• **TASK OBJECTIVE**
Print, exactly as given, each line of the data from the line containing "job: provide the outline of every instance of the forehead" up to and including its last line.

• **SUPPLIED ENTRIES**
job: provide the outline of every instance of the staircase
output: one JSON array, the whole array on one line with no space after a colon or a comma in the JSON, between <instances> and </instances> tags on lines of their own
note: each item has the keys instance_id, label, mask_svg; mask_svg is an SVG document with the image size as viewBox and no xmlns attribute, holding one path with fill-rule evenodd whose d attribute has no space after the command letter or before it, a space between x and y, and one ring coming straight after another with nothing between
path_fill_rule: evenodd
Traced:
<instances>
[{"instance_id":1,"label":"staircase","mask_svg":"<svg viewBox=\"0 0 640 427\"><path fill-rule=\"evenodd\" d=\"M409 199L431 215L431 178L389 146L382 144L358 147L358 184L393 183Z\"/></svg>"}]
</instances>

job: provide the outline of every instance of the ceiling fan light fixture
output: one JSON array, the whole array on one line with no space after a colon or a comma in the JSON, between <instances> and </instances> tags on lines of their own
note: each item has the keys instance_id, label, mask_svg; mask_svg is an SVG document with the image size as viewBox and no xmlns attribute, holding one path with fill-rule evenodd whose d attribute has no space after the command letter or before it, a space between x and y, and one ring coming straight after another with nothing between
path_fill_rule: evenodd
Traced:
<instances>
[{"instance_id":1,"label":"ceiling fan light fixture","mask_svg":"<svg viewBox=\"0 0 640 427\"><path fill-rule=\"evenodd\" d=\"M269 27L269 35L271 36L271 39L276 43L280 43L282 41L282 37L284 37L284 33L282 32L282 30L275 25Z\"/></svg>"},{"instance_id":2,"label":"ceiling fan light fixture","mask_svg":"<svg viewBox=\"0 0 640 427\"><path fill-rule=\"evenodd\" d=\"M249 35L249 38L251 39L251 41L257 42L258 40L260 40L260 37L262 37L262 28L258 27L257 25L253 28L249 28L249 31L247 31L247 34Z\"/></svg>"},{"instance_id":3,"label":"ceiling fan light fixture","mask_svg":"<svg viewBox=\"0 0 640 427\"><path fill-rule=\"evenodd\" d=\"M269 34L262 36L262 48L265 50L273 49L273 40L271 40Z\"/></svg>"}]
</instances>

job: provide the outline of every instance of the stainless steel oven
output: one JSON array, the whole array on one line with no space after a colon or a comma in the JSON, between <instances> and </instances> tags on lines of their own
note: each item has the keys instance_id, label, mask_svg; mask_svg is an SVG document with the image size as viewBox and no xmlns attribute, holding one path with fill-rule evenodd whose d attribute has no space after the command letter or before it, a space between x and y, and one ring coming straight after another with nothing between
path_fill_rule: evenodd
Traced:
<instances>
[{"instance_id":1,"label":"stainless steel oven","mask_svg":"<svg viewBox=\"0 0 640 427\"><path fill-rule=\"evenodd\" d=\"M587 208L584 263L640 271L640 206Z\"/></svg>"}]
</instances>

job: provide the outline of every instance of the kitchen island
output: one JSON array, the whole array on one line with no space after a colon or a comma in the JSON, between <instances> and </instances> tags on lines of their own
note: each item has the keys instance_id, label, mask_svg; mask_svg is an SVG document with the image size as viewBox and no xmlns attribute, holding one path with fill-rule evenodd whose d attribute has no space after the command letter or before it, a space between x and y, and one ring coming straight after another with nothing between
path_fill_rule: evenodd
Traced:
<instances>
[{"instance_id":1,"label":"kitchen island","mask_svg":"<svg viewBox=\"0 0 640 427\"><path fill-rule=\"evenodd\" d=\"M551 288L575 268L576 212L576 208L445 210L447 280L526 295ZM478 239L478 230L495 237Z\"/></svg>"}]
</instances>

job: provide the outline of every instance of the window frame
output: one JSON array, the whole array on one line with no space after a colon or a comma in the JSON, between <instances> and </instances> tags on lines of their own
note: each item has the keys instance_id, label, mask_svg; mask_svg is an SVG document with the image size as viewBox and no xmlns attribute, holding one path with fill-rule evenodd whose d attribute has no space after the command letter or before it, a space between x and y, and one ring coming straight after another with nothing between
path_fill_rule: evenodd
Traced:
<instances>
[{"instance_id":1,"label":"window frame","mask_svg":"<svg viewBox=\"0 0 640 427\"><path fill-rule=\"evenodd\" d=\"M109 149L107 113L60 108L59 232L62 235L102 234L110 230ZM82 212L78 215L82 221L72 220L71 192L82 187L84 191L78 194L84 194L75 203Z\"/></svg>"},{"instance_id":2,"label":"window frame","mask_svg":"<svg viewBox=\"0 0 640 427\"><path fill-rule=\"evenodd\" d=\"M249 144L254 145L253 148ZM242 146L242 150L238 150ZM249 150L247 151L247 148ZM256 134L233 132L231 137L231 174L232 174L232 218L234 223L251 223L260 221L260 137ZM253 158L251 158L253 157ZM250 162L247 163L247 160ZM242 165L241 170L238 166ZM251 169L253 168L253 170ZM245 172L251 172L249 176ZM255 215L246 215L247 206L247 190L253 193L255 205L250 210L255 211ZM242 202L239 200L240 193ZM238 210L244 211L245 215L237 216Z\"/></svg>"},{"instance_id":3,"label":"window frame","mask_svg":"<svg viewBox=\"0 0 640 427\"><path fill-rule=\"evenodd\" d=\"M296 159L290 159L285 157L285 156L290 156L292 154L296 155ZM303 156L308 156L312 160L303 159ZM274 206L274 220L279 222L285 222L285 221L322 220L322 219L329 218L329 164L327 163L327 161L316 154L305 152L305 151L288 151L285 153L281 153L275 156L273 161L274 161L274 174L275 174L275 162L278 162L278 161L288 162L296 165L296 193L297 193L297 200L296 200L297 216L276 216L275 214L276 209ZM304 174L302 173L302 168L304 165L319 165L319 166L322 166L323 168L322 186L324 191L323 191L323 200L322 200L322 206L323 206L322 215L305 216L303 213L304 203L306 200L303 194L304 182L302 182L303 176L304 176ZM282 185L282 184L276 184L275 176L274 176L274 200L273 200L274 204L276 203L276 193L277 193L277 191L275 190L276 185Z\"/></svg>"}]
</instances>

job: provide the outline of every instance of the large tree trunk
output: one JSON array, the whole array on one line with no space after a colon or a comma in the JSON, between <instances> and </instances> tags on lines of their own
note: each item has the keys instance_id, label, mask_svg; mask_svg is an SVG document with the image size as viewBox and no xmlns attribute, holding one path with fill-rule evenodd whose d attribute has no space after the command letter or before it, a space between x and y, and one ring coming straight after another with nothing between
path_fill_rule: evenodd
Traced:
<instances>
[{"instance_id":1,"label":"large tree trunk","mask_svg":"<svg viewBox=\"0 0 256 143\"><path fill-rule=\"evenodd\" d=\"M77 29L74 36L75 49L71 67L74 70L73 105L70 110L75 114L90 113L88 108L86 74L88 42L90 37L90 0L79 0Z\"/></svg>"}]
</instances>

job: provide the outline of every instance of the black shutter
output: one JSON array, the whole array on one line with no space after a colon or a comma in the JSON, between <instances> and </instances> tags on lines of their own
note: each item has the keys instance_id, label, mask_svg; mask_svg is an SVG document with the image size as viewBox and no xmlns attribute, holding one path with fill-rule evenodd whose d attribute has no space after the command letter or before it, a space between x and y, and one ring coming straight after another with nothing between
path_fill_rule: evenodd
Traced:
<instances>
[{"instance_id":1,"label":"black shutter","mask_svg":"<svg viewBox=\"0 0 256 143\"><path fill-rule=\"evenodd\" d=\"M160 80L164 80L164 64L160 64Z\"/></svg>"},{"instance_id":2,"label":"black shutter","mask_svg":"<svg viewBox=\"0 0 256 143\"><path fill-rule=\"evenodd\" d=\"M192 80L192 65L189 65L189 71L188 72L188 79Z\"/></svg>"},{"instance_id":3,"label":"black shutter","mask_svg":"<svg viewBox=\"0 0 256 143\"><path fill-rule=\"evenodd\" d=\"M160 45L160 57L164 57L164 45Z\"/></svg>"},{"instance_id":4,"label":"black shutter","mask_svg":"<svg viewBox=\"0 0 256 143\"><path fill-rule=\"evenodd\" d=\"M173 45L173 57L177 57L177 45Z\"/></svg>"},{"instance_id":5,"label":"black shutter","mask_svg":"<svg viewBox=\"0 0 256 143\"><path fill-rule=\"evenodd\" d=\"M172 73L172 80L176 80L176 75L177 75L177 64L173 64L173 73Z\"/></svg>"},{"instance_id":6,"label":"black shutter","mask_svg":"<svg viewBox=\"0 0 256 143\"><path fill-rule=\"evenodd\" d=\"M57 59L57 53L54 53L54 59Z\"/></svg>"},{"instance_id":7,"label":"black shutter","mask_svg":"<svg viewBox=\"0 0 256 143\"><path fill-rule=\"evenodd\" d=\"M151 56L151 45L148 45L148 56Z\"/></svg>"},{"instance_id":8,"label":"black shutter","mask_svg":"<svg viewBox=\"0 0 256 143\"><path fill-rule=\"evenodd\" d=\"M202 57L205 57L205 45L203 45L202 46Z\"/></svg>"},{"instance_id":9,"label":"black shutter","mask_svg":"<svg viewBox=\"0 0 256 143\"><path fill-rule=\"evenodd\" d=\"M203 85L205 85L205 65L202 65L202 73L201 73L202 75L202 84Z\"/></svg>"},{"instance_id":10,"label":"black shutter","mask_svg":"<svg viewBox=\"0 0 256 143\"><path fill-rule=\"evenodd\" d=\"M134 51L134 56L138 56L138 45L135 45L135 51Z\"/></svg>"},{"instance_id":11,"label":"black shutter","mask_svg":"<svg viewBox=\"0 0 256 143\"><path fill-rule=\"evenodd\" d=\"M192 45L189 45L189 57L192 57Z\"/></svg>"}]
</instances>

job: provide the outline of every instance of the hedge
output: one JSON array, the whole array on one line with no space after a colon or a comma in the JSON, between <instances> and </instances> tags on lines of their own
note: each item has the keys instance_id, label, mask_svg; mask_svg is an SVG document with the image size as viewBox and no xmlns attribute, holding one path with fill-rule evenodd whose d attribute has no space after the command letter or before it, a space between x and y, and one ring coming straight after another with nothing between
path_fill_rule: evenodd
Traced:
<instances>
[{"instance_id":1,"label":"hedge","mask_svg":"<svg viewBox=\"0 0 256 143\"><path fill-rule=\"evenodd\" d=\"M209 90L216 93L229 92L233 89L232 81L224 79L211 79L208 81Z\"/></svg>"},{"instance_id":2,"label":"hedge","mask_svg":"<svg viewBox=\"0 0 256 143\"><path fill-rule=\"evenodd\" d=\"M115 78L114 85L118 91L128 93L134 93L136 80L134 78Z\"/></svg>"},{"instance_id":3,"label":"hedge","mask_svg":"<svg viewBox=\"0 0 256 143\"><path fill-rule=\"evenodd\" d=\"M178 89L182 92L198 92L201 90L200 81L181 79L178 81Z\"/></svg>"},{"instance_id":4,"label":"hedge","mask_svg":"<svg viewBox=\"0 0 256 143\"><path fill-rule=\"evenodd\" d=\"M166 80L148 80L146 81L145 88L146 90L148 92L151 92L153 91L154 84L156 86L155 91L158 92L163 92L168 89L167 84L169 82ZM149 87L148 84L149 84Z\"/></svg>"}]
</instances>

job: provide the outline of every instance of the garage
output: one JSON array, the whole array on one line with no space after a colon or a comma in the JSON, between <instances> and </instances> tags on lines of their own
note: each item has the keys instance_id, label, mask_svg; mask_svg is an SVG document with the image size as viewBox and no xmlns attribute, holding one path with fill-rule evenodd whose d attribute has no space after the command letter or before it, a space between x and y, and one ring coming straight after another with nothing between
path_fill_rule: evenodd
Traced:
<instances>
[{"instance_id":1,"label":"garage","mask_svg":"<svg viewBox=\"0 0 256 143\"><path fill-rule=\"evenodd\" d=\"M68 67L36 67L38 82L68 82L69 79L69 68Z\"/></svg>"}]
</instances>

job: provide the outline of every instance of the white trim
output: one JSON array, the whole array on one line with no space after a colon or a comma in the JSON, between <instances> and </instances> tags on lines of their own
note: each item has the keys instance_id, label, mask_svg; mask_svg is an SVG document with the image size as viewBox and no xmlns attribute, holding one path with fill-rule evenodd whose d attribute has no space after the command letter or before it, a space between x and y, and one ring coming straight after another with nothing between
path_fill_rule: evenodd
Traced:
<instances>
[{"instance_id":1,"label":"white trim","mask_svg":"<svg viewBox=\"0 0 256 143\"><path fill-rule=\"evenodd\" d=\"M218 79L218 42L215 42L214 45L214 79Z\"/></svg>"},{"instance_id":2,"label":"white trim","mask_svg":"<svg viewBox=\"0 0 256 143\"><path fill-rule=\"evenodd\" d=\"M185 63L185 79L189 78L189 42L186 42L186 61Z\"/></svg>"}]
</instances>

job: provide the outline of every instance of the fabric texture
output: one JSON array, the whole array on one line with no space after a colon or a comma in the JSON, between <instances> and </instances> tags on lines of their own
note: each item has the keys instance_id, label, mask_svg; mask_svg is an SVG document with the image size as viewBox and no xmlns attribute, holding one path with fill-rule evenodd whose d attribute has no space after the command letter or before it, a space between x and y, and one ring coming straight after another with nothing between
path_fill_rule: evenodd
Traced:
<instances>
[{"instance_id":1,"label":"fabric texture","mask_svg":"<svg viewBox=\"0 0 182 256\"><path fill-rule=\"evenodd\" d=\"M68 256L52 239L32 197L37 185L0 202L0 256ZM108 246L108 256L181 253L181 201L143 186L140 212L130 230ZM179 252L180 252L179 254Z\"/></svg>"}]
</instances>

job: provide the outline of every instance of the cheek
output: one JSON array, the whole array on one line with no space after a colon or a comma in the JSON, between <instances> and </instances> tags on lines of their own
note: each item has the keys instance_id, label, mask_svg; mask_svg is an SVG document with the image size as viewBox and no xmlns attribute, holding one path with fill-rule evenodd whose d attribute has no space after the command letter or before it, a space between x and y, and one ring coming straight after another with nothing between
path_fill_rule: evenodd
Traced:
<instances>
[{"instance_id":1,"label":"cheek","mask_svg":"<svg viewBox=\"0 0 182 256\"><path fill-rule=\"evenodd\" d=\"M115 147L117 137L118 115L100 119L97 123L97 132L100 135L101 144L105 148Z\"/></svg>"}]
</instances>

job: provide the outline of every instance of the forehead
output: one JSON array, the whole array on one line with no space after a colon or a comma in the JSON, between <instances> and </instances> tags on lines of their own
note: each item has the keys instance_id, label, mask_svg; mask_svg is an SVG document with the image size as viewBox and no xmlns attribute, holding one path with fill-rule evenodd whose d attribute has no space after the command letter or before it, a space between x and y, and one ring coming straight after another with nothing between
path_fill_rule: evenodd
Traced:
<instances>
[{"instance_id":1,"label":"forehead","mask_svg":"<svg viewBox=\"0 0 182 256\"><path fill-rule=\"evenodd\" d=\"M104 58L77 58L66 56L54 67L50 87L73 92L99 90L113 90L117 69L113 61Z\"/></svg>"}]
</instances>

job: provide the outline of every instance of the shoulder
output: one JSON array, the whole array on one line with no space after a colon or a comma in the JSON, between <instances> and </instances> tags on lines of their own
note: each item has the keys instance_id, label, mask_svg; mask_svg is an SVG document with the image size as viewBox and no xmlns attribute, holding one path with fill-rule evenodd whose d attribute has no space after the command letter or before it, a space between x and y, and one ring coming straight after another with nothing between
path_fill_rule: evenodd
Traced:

• **THE REPLY**
job: provide the outline of every instance of the forehead
output: one JSON array, the whole array on one line with no space after a colon or a comma in the JSON, between <instances> and </instances> tags on lines of their own
note: each item has the keys instance_id, label, mask_svg; mask_svg is an SVG document with the image size as viewBox and no xmlns attribute, holding one path with fill-rule evenodd whose d attribute has no space after the command letter or before it, a space between x and y, and one ring coming straight after another with nothing between
path_fill_rule: evenodd
Traced:
<instances>
[{"instance_id":1,"label":"forehead","mask_svg":"<svg viewBox=\"0 0 182 256\"><path fill-rule=\"evenodd\" d=\"M104 58L77 58L66 56L54 67L50 87L73 92L99 90L113 90L117 69L113 61Z\"/></svg>"}]
</instances>

job: provide the outline of every instance of the shoulder
output: one JSON array, the whole array on one line with no space after a colon or a comma in the JSON, between <instances> and </instances> tags on lines of their own
note: each item has the keys instance_id, label, mask_svg; mask_svg is an SVG document with the image size as viewBox and no xmlns attribute, holding one path with fill-rule evenodd whose d attribute has no space after the command letter or before it, a space between x and y, and one ring coming straight after another with nothing between
path_fill_rule: evenodd
Traced:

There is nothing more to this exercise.